Rewrite the records from the line containing "[locate] the green vegetation" through the end of the records, replacing each occurrence of "muddy ground" with "wet soil" and leaving all else unchanged.

[Point annotation dataset records]
____________________
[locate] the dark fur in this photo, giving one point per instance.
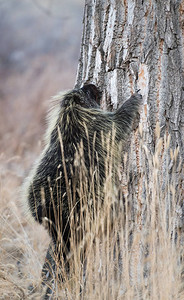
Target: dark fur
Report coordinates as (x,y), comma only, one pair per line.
(80,117)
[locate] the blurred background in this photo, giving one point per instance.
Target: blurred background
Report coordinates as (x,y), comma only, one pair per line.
(39,51)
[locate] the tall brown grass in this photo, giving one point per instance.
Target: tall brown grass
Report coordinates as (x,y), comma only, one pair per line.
(132,246)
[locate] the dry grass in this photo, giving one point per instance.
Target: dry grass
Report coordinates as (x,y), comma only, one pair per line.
(139,257)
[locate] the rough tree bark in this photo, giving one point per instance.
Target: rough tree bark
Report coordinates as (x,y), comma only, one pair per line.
(136,44)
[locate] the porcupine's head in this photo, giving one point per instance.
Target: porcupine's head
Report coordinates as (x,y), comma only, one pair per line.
(88,96)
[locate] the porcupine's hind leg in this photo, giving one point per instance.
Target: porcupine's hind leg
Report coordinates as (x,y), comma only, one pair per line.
(56,258)
(49,272)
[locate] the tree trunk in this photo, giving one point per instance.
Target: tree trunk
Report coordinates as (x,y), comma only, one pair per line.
(136,44)
(131,45)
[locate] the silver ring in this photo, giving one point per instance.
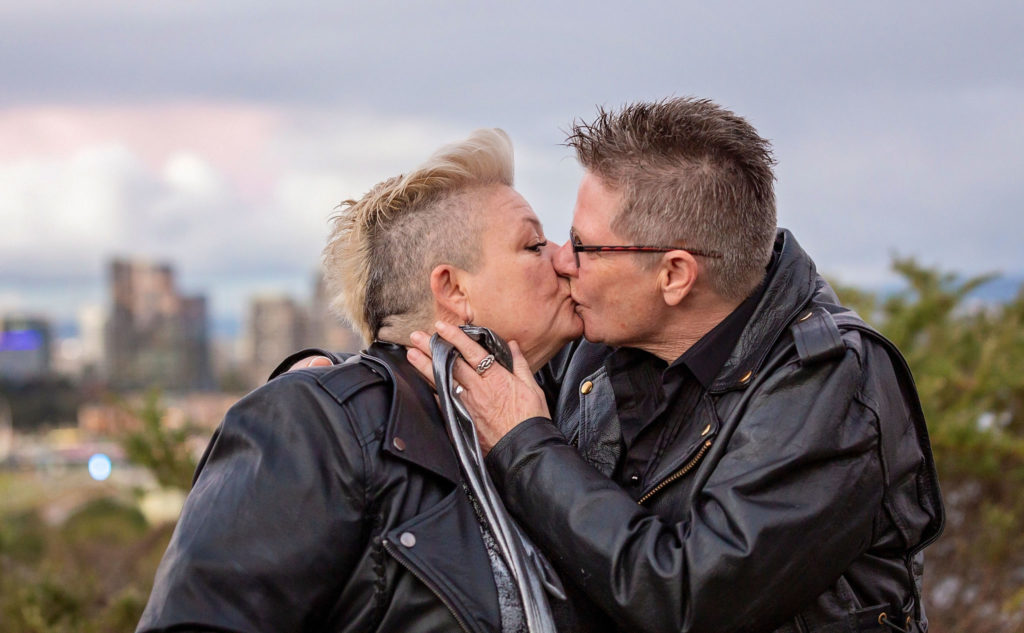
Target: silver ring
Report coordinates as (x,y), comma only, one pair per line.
(483,365)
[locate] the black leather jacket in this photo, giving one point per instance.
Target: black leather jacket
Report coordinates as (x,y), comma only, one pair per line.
(798,497)
(329,500)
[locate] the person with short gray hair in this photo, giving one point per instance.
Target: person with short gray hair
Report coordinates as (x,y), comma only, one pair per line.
(731,449)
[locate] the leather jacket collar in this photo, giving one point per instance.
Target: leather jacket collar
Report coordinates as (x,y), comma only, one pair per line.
(790,287)
(415,431)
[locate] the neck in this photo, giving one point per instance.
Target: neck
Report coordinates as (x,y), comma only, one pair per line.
(684,328)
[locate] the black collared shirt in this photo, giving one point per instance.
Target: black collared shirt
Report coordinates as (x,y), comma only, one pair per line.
(653,398)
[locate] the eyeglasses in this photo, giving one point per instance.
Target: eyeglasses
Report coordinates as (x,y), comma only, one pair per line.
(579,247)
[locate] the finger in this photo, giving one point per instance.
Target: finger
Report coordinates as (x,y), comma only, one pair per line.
(422,364)
(311,362)
(421,340)
(520,367)
(470,349)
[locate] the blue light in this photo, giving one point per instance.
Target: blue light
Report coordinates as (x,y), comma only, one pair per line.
(16,340)
(99,466)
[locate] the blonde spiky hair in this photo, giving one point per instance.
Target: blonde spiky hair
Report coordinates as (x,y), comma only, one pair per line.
(382,247)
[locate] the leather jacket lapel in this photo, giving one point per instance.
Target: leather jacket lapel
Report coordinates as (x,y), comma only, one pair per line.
(415,431)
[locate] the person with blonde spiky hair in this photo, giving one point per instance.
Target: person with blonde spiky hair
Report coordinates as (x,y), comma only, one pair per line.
(331,498)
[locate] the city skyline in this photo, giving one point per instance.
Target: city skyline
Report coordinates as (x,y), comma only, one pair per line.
(221,135)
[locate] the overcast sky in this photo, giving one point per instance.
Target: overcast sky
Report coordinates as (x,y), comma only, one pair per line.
(219,135)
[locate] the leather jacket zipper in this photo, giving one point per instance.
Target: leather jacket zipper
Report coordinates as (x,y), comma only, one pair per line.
(682,471)
(433,588)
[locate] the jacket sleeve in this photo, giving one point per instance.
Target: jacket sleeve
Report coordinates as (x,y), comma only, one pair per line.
(273,522)
(784,511)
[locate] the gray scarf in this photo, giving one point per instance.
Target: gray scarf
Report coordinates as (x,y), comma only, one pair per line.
(530,572)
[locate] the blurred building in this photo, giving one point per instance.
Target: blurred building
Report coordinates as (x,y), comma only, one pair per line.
(155,336)
(276,326)
(326,329)
(26,347)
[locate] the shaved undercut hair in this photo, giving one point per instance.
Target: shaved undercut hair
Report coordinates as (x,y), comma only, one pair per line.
(690,173)
(383,247)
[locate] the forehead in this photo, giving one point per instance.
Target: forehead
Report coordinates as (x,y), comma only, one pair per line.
(507,211)
(596,207)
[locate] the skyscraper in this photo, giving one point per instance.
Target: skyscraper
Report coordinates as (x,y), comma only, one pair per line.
(156,336)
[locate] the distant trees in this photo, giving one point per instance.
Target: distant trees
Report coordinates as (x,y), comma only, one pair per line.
(968,361)
(93,572)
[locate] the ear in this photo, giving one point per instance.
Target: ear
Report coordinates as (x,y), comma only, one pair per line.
(677,276)
(448,284)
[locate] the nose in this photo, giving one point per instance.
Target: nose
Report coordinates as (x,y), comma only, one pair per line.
(564,260)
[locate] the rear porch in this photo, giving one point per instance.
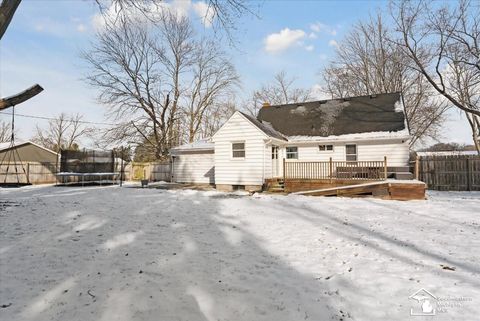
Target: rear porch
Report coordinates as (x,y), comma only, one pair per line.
(343,178)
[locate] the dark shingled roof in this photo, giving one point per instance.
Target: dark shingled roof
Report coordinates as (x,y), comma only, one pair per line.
(353,115)
(265,127)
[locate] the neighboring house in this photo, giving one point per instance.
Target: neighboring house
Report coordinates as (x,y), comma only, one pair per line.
(27,152)
(247,151)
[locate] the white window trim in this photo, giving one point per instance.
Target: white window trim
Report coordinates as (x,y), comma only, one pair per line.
(244,149)
(326,150)
(356,153)
(286,153)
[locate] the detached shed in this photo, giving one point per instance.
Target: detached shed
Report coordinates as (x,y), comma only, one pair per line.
(194,163)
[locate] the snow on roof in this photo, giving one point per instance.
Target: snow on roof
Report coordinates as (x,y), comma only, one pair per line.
(449,153)
(202,144)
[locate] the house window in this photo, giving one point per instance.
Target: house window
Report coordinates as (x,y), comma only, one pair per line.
(274,152)
(351,153)
(324,148)
(292,152)
(238,150)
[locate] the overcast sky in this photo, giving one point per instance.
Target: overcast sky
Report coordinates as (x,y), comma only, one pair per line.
(44,40)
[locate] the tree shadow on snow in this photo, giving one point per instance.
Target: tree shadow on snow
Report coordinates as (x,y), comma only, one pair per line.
(164,255)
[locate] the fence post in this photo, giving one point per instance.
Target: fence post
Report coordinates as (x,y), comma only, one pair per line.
(385,167)
(417,168)
(469,175)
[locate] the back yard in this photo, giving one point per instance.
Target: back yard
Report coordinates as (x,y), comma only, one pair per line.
(110,253)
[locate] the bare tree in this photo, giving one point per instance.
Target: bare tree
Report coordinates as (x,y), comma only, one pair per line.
(138,75)
(368,62)
(217,115)
(214,77)
(443,44)
(63,132)
(280,91)
(5,131)
(150,75)
(222,14)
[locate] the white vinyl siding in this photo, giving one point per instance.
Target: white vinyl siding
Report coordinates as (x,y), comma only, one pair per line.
(292,152)
(238,150)
(397,152)
(195,168)
(241,171)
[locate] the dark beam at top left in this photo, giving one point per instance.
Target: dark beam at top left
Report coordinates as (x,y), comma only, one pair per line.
(20,97)
(7,10)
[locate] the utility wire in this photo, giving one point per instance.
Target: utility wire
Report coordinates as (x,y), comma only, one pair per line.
(51,118)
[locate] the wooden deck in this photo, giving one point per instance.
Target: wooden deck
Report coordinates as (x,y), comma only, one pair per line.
(390,189)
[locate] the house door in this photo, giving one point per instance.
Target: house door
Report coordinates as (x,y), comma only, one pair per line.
(275,165)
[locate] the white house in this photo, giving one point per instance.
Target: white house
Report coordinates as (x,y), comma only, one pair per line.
(246,151)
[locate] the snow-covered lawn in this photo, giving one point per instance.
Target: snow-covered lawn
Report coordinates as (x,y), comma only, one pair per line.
(111,253)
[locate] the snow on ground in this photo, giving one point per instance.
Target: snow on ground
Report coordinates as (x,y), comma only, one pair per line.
(111,253)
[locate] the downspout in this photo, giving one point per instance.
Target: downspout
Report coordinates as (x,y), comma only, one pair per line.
(263,169)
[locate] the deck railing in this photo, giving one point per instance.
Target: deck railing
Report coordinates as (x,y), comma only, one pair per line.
(358,170)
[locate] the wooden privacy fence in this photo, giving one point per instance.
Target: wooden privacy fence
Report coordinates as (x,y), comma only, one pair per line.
(449,173)
(151,171)
(35,172)
(362,170)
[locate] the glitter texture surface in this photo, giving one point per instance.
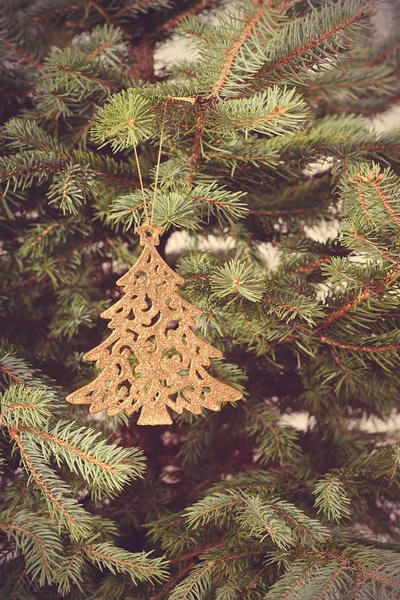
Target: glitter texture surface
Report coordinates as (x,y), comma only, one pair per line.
(152,360)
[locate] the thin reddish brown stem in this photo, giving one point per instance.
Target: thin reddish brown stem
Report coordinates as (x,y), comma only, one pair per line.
(311,45)
(232,54)
(14,434)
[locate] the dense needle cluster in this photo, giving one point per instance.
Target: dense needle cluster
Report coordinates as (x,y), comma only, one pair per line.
(267,144)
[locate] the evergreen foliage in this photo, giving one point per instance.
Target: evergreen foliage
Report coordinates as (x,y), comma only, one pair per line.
(267,140)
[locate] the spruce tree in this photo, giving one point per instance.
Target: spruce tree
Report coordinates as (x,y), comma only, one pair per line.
(266,139)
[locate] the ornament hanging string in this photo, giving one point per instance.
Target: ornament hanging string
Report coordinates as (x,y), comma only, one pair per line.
(170,364)
(150,219)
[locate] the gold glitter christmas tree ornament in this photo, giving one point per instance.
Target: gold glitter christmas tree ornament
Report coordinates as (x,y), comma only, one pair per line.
(152,361)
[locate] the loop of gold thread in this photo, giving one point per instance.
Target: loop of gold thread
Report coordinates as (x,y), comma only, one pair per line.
(159,156)
(141,181)
(189,99)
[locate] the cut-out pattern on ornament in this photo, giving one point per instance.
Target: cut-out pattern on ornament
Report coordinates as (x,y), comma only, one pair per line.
(152,360)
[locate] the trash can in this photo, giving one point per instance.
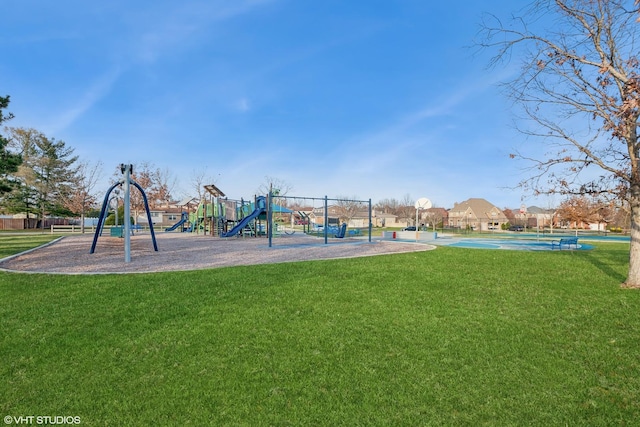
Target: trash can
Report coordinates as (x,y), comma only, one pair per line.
(117,231)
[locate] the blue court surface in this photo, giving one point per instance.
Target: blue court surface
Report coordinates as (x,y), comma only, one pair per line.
(509,244)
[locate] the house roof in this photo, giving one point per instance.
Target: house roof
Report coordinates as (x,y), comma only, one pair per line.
(480,208)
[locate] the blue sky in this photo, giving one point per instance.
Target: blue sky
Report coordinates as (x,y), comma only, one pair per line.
(369,99)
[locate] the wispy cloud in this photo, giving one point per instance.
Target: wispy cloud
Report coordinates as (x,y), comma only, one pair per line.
(93,94)
(169,26)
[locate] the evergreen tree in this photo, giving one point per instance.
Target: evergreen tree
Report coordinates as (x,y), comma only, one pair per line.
(9,162)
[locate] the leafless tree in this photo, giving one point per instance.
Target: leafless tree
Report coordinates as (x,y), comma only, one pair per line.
(349,207)
(579,91)
(200,178)
(82,196)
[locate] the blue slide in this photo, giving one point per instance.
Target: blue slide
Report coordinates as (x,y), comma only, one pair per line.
(179,223)
(261,207)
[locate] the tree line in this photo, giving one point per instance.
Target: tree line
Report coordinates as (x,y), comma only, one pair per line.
(43,177)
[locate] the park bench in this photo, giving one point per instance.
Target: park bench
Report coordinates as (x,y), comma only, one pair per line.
(566,241)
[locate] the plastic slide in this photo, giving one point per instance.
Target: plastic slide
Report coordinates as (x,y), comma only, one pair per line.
(178,224)
(260,209)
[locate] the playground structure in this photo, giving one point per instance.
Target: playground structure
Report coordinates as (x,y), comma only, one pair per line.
(126,182)
(327,230)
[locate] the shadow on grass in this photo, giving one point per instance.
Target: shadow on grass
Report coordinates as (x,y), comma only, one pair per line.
(612,262)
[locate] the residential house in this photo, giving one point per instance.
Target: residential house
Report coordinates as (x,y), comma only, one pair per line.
(476,214)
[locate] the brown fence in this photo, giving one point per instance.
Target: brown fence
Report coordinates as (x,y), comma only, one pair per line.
(31,223)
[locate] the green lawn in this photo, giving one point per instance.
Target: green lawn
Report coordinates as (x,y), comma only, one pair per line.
(447,337)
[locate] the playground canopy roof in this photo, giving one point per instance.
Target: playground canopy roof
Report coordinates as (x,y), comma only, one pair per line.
(281,209)
(213,190)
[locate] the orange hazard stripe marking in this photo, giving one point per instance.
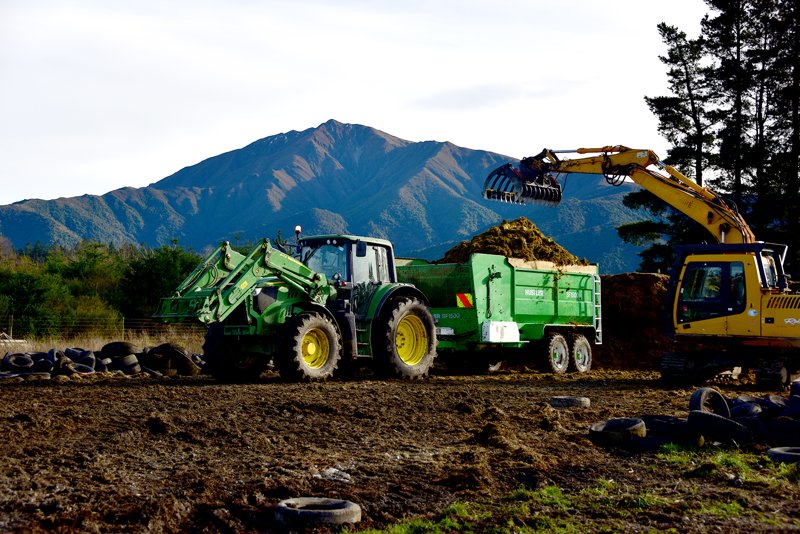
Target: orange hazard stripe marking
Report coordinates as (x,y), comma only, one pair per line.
(464,300)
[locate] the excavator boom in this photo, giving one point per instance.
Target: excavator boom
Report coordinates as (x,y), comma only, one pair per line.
(536,180)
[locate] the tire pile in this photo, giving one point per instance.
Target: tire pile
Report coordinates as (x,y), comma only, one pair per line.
(771,420)
(117,357)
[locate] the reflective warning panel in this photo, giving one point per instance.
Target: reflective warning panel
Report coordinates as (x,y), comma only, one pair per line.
(464,300)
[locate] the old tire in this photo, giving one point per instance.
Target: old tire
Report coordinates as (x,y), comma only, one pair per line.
(710,400)
(715,427)
(617,432)
(405,339)
(580,353)
(788,455)
(18,362)
(313,348)
(303,512)
(557,353)
(672,429)
(118,349)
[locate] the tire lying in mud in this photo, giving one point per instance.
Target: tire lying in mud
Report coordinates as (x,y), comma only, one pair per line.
(715,427)
(18,362)
(118,349)
(313,348)
(302,512)
(617,432)
(405,339)
(672,429)
(710,400)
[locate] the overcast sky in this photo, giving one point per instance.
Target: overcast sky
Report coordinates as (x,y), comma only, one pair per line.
(98,95)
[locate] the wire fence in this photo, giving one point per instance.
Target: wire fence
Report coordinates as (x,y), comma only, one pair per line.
(100,327)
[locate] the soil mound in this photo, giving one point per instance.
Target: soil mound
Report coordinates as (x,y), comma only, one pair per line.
(519,238)
(635,321)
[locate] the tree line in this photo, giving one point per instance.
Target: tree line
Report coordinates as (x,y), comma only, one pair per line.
(55,290)
(732,118)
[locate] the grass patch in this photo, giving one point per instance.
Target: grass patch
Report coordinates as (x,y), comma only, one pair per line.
(729,509)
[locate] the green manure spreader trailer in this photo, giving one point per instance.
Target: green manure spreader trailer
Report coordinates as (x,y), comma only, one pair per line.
(330,304)
(492,308)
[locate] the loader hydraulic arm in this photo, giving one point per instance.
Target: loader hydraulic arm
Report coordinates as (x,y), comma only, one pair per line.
(616,163)
(225,279)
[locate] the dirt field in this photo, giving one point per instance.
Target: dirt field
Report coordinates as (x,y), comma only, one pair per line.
(190,454)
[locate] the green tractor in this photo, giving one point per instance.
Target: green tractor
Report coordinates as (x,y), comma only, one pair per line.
(331,305)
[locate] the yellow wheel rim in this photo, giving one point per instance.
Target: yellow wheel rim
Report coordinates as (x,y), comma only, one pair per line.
(411,340)
(316,348)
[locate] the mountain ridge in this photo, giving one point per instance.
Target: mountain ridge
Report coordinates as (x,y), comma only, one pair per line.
(335,178)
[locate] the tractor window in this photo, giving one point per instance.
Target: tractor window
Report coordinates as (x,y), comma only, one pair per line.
(711,290)
(327,258)
(374,267)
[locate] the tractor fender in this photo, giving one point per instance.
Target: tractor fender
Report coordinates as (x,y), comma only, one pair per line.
(386,294)
(392,292)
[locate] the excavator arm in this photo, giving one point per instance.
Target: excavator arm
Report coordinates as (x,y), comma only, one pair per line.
(535,181)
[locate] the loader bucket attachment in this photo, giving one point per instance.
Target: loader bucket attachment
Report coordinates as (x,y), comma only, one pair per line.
(507,184)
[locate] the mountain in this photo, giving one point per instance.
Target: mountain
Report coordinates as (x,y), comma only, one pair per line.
(336,178)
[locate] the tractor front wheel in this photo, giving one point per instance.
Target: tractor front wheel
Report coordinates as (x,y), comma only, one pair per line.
(405,342)
(557,355)
(580,353)
(313,348)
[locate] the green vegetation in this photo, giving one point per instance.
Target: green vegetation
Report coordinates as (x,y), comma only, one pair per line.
(607,505)
(87,289)
(731,118)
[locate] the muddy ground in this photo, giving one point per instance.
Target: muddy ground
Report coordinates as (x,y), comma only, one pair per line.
(190,454)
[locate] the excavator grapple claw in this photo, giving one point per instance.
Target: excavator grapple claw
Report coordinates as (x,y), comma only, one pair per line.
(507,184)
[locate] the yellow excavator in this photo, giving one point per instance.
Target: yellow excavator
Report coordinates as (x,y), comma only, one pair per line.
____________________
= Answer to this problem =
[locate] the green vegetation in this photo, giving one point per instance.
Target: green vegetation
Report coordinates as (x,y), comma only, one pair per line.
(607,505)
(87,289)
(731,118)
[locate] the wet soil in this photo, giving one point per instance.
Target: wet soil
Report coordinates as (x,y), comma only, one pair per line.
(190,454)
[locate] the excavator grapple claw in this photo, giving one point per instance.
Target: excavator grapple claw
Report coordinates as (x,y), comma only, one pair per line.
(507,184)
[locate] the yellow excavator in this photo, giving one point per instance.
Target: yellow excavator
Report coordinates as (x,y), comma only, one pair per line.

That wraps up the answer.